• _Stored items_:
┏━━

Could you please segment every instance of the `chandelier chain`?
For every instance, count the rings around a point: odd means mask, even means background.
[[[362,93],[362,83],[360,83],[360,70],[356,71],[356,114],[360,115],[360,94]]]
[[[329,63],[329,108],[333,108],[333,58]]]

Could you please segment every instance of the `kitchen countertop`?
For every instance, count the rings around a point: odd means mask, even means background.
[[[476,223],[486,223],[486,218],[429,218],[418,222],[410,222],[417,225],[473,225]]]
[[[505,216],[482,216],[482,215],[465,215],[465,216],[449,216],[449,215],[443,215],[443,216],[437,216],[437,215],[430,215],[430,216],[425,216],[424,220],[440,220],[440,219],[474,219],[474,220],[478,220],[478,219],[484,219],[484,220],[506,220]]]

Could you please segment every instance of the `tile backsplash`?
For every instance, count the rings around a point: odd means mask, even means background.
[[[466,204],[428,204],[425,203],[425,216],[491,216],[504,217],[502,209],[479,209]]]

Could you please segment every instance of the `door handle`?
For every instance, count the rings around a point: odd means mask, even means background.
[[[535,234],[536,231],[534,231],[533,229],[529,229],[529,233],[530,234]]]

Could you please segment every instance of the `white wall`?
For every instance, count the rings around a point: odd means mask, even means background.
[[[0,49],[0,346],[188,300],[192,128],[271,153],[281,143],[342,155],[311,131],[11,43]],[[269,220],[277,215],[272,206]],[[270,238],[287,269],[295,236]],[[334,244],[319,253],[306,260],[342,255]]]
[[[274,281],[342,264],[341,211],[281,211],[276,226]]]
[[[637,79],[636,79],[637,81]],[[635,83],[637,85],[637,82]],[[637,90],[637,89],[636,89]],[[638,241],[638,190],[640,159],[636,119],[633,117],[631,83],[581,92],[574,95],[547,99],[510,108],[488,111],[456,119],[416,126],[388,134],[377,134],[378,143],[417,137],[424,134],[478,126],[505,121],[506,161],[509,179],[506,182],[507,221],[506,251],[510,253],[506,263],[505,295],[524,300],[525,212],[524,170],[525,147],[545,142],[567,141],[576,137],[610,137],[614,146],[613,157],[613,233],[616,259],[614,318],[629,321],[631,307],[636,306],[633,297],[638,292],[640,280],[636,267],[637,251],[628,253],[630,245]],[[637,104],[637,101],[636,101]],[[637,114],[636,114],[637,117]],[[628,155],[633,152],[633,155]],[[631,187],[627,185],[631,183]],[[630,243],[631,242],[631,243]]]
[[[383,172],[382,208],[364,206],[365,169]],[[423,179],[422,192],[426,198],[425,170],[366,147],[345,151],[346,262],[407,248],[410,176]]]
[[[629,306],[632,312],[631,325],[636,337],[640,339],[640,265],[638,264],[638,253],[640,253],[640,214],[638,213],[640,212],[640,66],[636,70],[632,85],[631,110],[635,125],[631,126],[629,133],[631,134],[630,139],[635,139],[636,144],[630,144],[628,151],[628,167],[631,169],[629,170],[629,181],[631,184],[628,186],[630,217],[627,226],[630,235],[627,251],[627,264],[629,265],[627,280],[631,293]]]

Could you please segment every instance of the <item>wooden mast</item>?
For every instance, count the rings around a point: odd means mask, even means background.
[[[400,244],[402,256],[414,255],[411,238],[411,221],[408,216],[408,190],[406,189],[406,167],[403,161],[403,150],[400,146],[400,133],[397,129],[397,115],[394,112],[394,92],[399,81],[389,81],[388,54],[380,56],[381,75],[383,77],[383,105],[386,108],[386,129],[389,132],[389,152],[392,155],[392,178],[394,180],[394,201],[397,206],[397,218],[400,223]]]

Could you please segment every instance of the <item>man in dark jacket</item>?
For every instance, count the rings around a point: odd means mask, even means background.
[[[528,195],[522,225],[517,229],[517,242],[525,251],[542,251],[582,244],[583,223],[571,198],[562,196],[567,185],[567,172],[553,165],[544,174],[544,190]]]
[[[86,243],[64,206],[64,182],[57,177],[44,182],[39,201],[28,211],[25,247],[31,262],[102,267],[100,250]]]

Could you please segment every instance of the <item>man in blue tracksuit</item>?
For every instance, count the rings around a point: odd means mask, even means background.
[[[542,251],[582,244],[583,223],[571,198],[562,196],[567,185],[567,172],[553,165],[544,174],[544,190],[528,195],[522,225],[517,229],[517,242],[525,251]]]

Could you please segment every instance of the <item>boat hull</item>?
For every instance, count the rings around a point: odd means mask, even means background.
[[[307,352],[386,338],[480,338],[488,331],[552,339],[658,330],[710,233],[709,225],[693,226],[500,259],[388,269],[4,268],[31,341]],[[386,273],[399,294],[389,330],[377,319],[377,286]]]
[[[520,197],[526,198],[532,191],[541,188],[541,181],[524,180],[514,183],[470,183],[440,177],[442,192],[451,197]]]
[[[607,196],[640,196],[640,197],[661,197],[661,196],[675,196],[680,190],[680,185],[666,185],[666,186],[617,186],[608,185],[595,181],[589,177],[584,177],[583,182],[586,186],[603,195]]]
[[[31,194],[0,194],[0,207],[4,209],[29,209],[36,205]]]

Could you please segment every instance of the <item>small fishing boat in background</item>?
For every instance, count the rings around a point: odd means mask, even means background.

┗━━

Each line above is to be restated exactly.

• _Result for this task_:
Could you please segment every instance of the `chandelier chain`?
For every instance, count the rings around a point: odd means mask, even means background.
[[[362,93],[362,83],[360,83],[360,70],[356,71],[356,114],[360,115],[360,94]]]
[[[329,63],[329,108],[333,108],[333,58]]]

Could you please segment every instance of the `kitchen countertop`?
For every instance, count the rings around a point: odd means mask, even means background.
[[[476,223],[486,223],[486,218],[429,218],[418,222],[410,222],[417,225],[473,225]]]
[[[505,216],[482,216],[482,215],[465,215],[465,216],[449,216],[449,215],[443,215],[443,216],[437,216],[437,215],[430,215],[430,216],[425,216],[424,220],[440,220],[440,219],[474,219],[474,220],[478,220],[478,219],[484,219],[484,220],[506,220]]]

Could you please segment every instance of the `tile backsplash`?
For every instance, count the rings around a point: odd means mask, even means background.
[[[466,204],[428,204],[425,203],[425,216],[491,216],[504,217],[502,209],[479,209]]]

Could you please segment every instance of the `door handle`?
For every instance, count the rings around a point: odd means mask, even means background.
[[[535,234],[536,231],[534,231],[533,229],[529,229],[529,233],[530,234]]]

Could you please segment every instance of the `white wall`?
For every instance, count the rings around a point: odd means mask, even means background.
[[[0,49],[0,346],[188,300],[192,128],[271,153],[281,143],[342,155],[311,131],[11,43]],[[269,220],[277,215],[272,206]],[[270,238],[287,269],[295,236]],[[334,244],[319,253],[306,260],[342,255]]]
[[[274,281],[342,264],[341,211],[281,211],[276,226]]]
[[[637,79],[636,79],[637,81]],[[635,83],[637,85],[637,82]],[[637,90],[637,89],[636,89]],[[638,241],[638,190],[640,159],[636,119],[633,117],[631,83],[581,92],[574,95],[547,99],[510,108],[488,111],[456,119],[416,126],[388,134],[377,134],[378,143],[417,137],[424,134],[478,126],[505,121],[506,161],[509,179],[506,182],[507,221],[506,251],[510,253],[506,263],[505,295],[524,300],[525,212],[524,170],[525,147],[545,142],[567,141],[576,137],[610,137],[614,146],[613,157],[613,233],[616,259],[614,318],[629,321],[631,307],[636,306],[633,297],[638,292],[640,280],[636,267],[637,251],[628,253],[630,245]],[[637,104],[637,101],[636,101]],[[637,114],[636,114],[637,117]],[[628,155],[633,152],[633,155]],[[631,187],[627,185],[631,183]],[[630,243],[631,242],[631,243]]]
[[[383,172],[382,208],[364,206],[365,169]],[[423,179],[422,192],[426,198],[425,170],[366,147],[345,151],[346,262],[407,248],[410,176]]]
[[[629,306],[632,312],[631,325],[636,337],[640,339],[640,265],[638,264],[638,253],[640,253],[640,214],[638,213],[640,212],[640,66],[636,70],[632,85],[631,110],[635,125],[631,126],[629,133],[631,134],[630,139],[635,139],[636,144],[630,144],[628,151],[628,167],[631,169],[629,170],[629,181],[631,184],[628,186],[630,217],[627,226],[630,235],[627,251],[627,264],[629,265],[627,280],[631,293]]]

Could you please segment every instance of the <item>wooden mast</item>?
For every instance, count the rings around a point: odd means mask, even means background.
[[[400,244],[402,256],[414,255],[411,238],[411,221],[408,216],[408,190],[406,189],[406,167],[403,161],[403,150],[400,146],[400,133],[397,129],[397,115],[394,112],[394,92],[399,81],[389,81],[388,54],[380,56],[381,75],[383,77],[383,105],[386,108],[386,129],[389,132],[389,152],[392,155],[392,178],[394,180],[394,201],[397,206],[397,218],[400,223]]]

Could you please segment every instance of the <item>man in dark jacket</item>?
For every instance, count the rings around a point: odd means mask, even means background.
[[[528,195],[522,225],[517,229],[517,242],[525,251],[542,251],[582,244],[583,223],[571,198],[562,196],[567,185],[567,172],[553,165],[544,174],[544,190]]]
[[[86,243],[64,206],[64,182],[57,177],[44,182],[39,201],[28,211],[25,247],[31,262],[102,267],[100,250]]]

Could you please segment every instance of the <item>man in blue tracksuit</item>?
For every instance, count the rings around a point: odd means mask, even means background.
[[[542,251],[582,244],[583,223],[571,198],[562,196],[567,185],[567,172],[553,165],[544,174],[544,190],[528,195],[522,225],[517,229],[517,242],[525,251]]]

Could you please segment every instance of the <item>boat hull</item>?
For every instance, count the rings around a point: odd means mask, even means background.
[[[307,352],[386,338],[480,338],[488,331],[552,339],[658,330],[710,233],[709,225],[693,226],[500,259],[388,269],[4,268],[31,341]],[[386,273],[399,294],[389,330],[377,319],[377,286]]]
[[[520,197],[526,198],[532,191],[541,188],[541,181],[524,180],[514,183],[470,183],[440,177],[442,192],[451,197]]]
[[[607,196],[640,196],[640,197],[661,197],[661,196],[675,196],[680,190],[680,185],[666,185],[666,186],[617,186],[608,185],[595,181],[589,177],[584,177],[583,182],[586,186],[603,195]]]
[[[31,194],[0,194],[0,207],[4,209],[29,209],[36,205]]]

Could you please segment every instance of the <item>small fishing boat in background</item>?
For every instance, count the rings around a point: odd means mask, even means background.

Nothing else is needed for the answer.